_EXCERTO DA FONTE_.
Literacia em Inteligência Artificial: De conceito abstrato a prioridade estratégica

07 Out, 2025

O ritmo de evolução da Inteligência Artificial (IA) nos últimos anos tem sido avassalador, conduzindo a uma das transformações tecnológicas mais rápidas e profundas da história recente. O que antes estava confinado a laboratórios e nichos especializados tornou-se parte integrante do quotidiano de quase todas as organizações, desde programas informáticos de produtividade até ferramentas de gestão, marketing, operações e apoio ao cliente.

De conceito a obrigação legal

Com a aprovação do AI Act da União Europeia, que entrou em vigor a 1 de agosto de 2024, a literacia em IA deixou de ser apenas uma boa prática para passar a ter enquadramento jurídico. Embora muitas disposições do AI Act entrem em vigor de forma faseada (até que, em 2027, o quadro regulatório seja plenamente aplicável em toda a União Europeia), a obrigação específica de literacia em IA, prevista no artigo 4.º, aplica-se já desde 2 de fevereiro de 2025. Isto significa que a literacia em IA é atualmente uma realidade obrigatória para as organizações que utilizam, desenvolvem ou fornecem sistemas de IA.

_ENUNCIADO 1_. Reescreve em forma de lista o parágrafo do texto sobre literacia em IA que começa por "Com a aprovação do AI Act", mantendo os factos principais.
_ENUNCIADO 2_.
Indica se cada afirmação está de acordo com o texto sobre literacia em IA. Responde sim ou não e cita as palavras do texto que o decidem.
(a) O AI Act entrou em vigor a 1 de agosto de 2024.
(b) A obrigação de literacia em IA só passa a aplicar-se em 2027.
(c) A IA continua limitada a laboratórios e nichos especializados.
_ENUNCIADO 3_. Escreve a continuação do texto sobre literacia em IA a partir da última frase apresentada.

_DADOS GUARDADOS_.
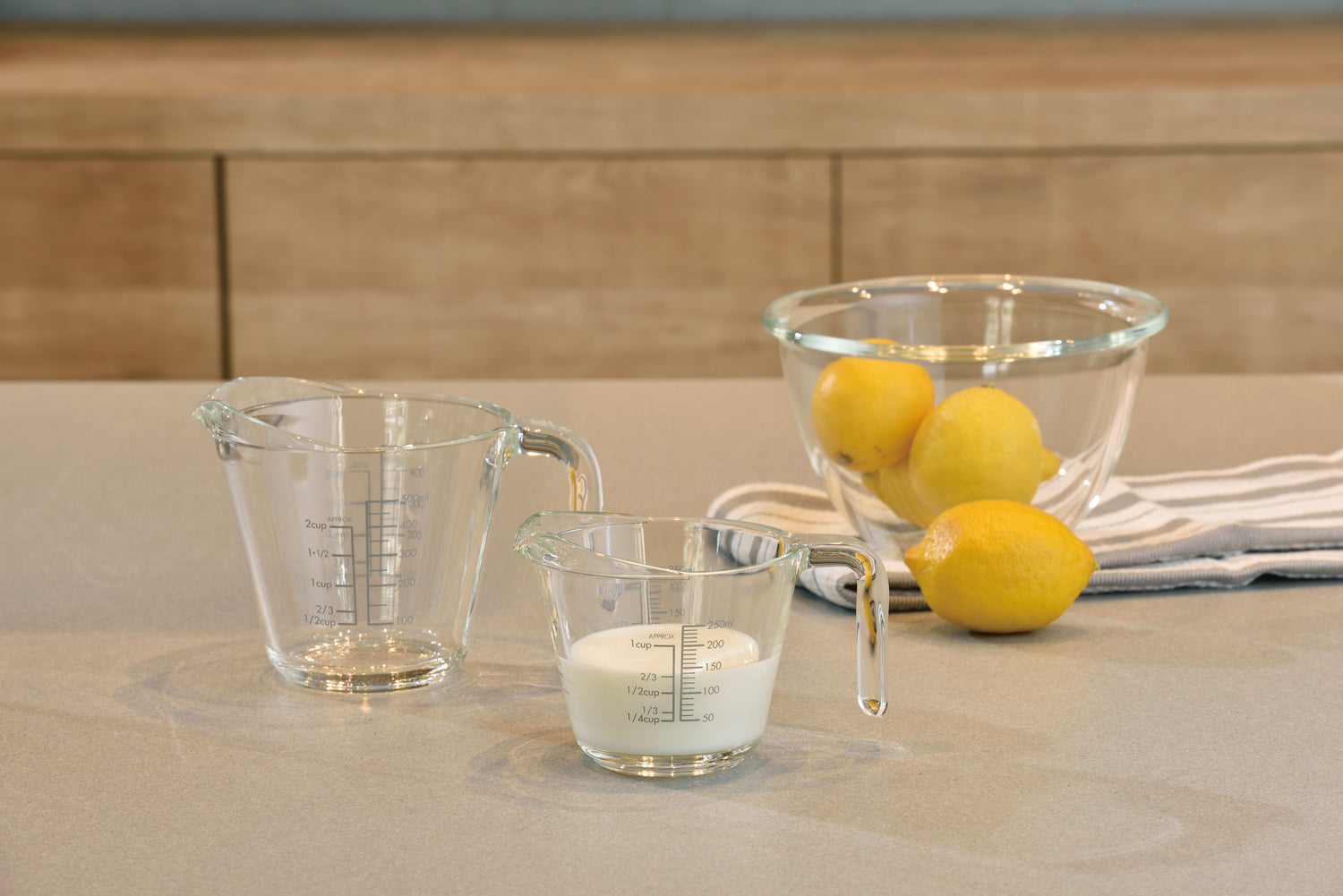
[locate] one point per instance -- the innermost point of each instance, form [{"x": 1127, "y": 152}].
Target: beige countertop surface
[{"x": 1176, "y": 743}]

_RESPOSTA DO EXERCÍCIO 1_.
- O AI Act da União Europeia entrou em vigor a 1 de agosto de 2024.
- Com ele, a literacia em IA deixou de ser só uma boa prática e passou a ter enquadramento jurídico.
- Muitas disposições entram em vigor por fases, e o quadro regulatório só fica plenamente aplicável em toda a União Europeia em 2027.
- A obrigação de literacia em IA, prevista no artigo 4.º, aplica-se desde 2 de fevereiro de 2025.
- É hoje obrigatória para as organizações que utilizam, desenvolvem ou fornecem sistemas de IA.

_RESPOSTA DO EXERCÍCIO 2_.
(a) Sim: "Com a aprovação do AI Act da União Europeia, que entrou em vigor a 1 de agosto de 2024"
(b) Não: "a obrigação específica de literacia em IA, prevista no artigo 4.º, aplica-se já desde 2 de fevereiro de 2025"
(c) Não: "O que antes estava confinado a laboratórios e nichos especializados tornou-se parte integrante do quotidiano de quase todas as organizações"

_RESPOSTA DO EXERCÍCIO 3_.
O regulamento associa a literacia em IA à proteção dos direitos fundamentais, à segurança, à transparência e ao escrutínio democrático. Em termos práticos, as organizações não se podem limitar a “adotar IA”, devendo antes garantir que as pessoas que lidam com sistemas de IA possuem conhecimentos proporcionais à sua função, nomeadamente no que se refere à compreensão dos riscos para os direitos fundamentais e para a segurança, à interpretação correta dos resultados e à aplicação de medidas de proteção adequadas, bem como ao conhecimento dos limites da tecnologia. Não se trata de transformar todos em especialistas técnicos, mas sim de garantir uma base de literacia prática que permita utilizar a tecnologia de forma consciente, responsável e em conformidade com o AI Act.

Porque é que a literacia em IA é também uma necessidade estratégica

Se, por um lado, a literacia em IA é agora uma obrigação legal, por outro, tornou-se também uma necessidade estratégica.

Do ponto de vista legal, a obrigação de literacia em IA já é uma realidade e as organizações devem preparar-se para um aumento da fiscalização por parte das autoridades europeias e nacionais.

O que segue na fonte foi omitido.